__TEXTO__.
┌────────

Artigo - Abelhas africanizadas: vilãs ou mocinhas?
Márcia Ribeiro
Pesquisadora da Embrapa Semiárido
Existem mais de 20 mil espécies de abelhas no mundo e, entre elas, apenas dois grupos são sociais e produzem mel: são as abelhas nativas sem ferrão e as abelhas melíferas ou africanizadas, ou abelhas “europa”, como também são conhecidas.
As abelhas africanizadas produzem a maior parte do mel que consumimos e, além disso, usamos vários de seus produtos: a cera, o pólen, a geleia real, a própolis, o veneno (apitoxina). E mais importante do que isto é o papel que fazem como polinizadoras de diversas culturas: melão, melancia, manga, goiaba, e tantas outras. Sem elas, teríamos sérios problemas com o número e qualidade de inúmeros frutos que consumimos. Além disso, elas também são importantes polinizadoras de plantas que produzem fibras e outros produtos que os seres humanos utilizam.
Nos últimos dias, entretanto, as abelhas africanizadas têm sido apontadas como “vilãs”, devido aos ataques às pessoas no centro da cidade de Petrolina, no sertão de Pernambuco. Mas precisamos analisar seu comportamento e biologia, antes de condená-las.

└────────

__TAREFAS DO EXERCÍCIO__.
a - Responda às perguntas sobre o artigo das abelhas africanizadas:
(i) Quantas espécies de abelhas existem no mundo?
(ii) Qual é o outro nome dado ao veneno dessas abelhas?
(iii) Em que cidade ocorreram os ataques às pessoas?
b - Transcreva fielmente o trecho do artigo das abelhas africanizadas, começando em "Artigo - Abelhas" e seguindo até "também são conhecidas.".
Os dados a seguir têm origem em outra fonte.

__EXTRATO DOS DADOS__.
┌────────

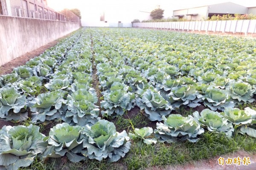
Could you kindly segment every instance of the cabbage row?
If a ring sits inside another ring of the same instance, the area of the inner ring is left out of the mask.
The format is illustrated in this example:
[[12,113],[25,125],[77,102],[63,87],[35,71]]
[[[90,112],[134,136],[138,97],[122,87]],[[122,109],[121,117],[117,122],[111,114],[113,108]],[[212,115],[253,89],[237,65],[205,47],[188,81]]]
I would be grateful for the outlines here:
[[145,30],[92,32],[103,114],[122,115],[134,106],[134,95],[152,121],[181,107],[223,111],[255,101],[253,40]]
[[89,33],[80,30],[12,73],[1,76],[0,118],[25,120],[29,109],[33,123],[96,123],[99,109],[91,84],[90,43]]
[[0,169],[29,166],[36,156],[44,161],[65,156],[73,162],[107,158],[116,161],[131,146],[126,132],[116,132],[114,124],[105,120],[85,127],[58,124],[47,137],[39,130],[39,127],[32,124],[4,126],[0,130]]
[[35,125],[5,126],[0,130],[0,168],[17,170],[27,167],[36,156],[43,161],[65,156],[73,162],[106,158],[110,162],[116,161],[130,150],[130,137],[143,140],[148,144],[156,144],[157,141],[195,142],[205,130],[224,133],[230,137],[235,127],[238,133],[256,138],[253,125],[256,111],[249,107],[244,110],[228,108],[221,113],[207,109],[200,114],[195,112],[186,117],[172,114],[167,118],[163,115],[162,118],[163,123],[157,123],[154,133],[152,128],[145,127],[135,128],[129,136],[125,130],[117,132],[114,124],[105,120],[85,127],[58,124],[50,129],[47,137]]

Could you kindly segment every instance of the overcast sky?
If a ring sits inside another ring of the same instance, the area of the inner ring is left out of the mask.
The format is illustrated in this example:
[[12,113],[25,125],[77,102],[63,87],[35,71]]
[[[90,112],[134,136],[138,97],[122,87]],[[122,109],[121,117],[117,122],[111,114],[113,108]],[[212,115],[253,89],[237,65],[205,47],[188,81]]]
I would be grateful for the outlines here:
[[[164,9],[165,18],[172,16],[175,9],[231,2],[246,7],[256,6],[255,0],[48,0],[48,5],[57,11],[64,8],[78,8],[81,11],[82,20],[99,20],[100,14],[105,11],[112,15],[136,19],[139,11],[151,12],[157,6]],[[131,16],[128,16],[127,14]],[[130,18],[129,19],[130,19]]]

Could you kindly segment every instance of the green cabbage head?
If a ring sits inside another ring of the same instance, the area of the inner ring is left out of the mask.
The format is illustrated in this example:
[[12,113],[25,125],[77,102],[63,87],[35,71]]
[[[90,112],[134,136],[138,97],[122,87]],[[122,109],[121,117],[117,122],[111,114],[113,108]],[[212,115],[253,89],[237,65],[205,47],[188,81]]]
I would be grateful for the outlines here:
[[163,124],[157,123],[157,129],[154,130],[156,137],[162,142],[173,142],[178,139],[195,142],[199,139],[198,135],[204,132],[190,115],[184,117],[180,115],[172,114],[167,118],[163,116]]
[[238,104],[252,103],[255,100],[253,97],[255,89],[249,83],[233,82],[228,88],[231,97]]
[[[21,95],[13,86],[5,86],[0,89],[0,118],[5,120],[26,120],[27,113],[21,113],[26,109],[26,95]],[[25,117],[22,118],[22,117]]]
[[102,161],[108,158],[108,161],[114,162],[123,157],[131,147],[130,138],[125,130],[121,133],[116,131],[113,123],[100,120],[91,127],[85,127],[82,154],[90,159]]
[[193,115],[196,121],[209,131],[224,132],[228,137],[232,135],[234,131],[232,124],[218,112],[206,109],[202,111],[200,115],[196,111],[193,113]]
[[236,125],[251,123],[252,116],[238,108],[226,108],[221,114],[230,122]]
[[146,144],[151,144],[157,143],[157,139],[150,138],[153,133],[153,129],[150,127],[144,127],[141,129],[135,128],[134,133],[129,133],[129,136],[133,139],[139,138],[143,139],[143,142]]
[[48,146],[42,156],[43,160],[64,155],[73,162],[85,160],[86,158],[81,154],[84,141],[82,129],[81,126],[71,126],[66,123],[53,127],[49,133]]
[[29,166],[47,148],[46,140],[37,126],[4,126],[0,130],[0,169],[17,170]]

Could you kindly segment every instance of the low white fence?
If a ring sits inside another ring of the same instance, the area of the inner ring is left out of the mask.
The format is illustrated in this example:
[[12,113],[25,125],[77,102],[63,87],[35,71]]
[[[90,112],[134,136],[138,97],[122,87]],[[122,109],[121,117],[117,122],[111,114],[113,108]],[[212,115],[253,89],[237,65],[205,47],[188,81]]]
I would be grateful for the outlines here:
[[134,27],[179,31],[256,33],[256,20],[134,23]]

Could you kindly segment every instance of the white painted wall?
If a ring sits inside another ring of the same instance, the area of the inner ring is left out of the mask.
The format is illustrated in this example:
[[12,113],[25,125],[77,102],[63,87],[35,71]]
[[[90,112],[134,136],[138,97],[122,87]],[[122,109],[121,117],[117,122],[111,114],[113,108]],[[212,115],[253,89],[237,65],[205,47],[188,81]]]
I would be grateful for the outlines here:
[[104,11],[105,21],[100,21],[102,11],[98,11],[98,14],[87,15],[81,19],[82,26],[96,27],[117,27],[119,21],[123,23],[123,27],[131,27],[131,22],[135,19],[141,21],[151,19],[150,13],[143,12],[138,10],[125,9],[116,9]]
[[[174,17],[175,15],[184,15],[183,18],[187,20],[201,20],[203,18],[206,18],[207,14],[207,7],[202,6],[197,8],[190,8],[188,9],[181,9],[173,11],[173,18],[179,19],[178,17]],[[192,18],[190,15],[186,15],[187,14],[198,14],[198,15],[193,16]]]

└────────

__RESULTADOS DO EXERCÍCIO__.
a -
(i) Mais de 20 mil espécies.
(ii) Apitoxina.
(iii) Em Petrolina, no sertão de Pernambuco.

b -
Artigo - Abelhas africanizadas: vilãs ou mocinhas?
Márcia Ribeiro
Pesquisadora da Embrapa Semiárido
Existem mais de 20 mil espécies de abelhas no mundo e, entre elas, apenas dois grupos são sociais e produzem mel: são as abelhas nativas sem ferrão e as abelhas melíferas ou africanizadas, ou abelhas “europa”, como também são conhecidas.